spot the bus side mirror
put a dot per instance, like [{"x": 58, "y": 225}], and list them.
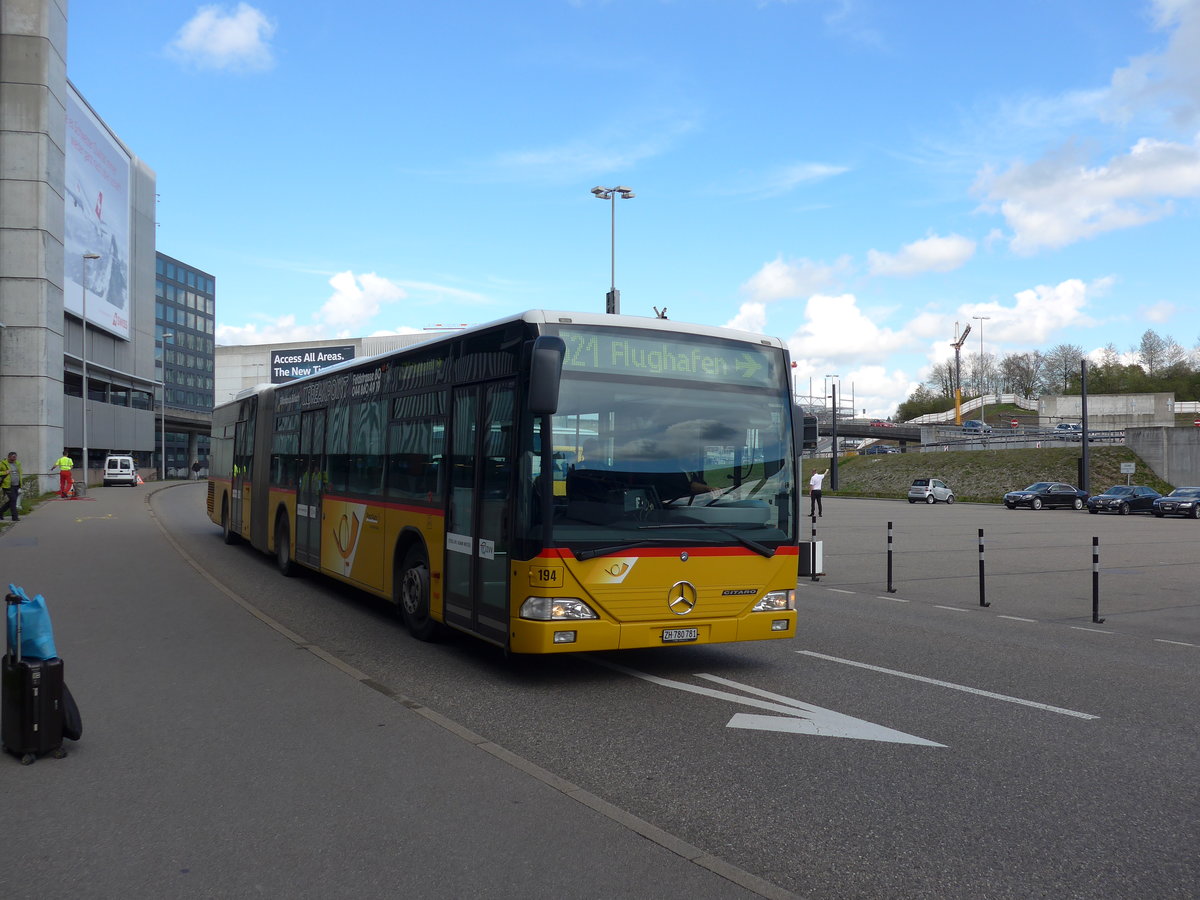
[{"x": 546, "y": 375}]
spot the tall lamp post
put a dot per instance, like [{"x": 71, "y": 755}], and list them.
[
  {"x": 83, "y": 358},
  {"x": 162, "y": 408},
  {"x": 983, "y": 401},
  {"x": 833, "y": 435},
  {"x": 612, "y": 303}
]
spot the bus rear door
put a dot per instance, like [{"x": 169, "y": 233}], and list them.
[
  {"x": 311, "y": 486},
  {"x": 477, "y": 561}
]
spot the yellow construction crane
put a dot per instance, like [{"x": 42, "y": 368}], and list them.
[{"x": 957, "y": 343}]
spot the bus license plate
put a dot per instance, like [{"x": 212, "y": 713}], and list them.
[{"x": 679, "y": 634}]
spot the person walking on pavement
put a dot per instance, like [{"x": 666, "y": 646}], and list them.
[
  {"x": 64, "y": 465},
  {"x": 815, "y": 483},
  {"x": 10, "y": 484}
]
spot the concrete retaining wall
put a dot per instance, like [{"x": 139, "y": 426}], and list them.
[{"x": 1174, "y": 454}]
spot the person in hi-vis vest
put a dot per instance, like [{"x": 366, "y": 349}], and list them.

________________

_Activity_. For this exercise, return every entry verbatim and omit all pictures.

_Result_.
spot the bus side mirror
put a dot per instance, like [{"x": 58, "y": 225}], and list them.
[{"x": 546, "y": 375}]
spot the tall lamp post
put a dot per instance, like [{"x": 71, "y": 755}], and list them.
[
  {"x": 83, "y": 358},
  {"x": 162, "y": 408},
  {"x": 983, "y": 401},
  {"x": 833, "y": 435},
  {"x": 612, "y": 303}
]
spot the bus rear door
put a dot per instance, like [{"x": 169, "y": 233}], and list them.
[
  {"x": 311, "y": 486},
  {"x": 477, "y": 561}
]
spot the yellow construction crane
put a dot per instance, like [{"x": 42, "y": 368}], and list them.
[{"x": 957, "y": 343}]
spot the bus license plate
put a dot per instance, like [{"x": 212, "y": 713}], and list them.
[{"x": 679, "y": 634}]
spot the person walking on pavement
put a dot per instance, like [{"x": 666, "y": 646}], and list them.
[
  {"x": 64, "y": 465},
  {"x": 815, "y": 483},
  {"x": 10, "y": 484}
]
spot the concrete retaining wall
put a dot per instance, like [{"x": 139, "y": 426}], and list them.
[{"x": 1174, "y": 454}]
spot the person in hi-vis vest
put a dot per instance, like [{"x": 366, "y": 349}], and list them.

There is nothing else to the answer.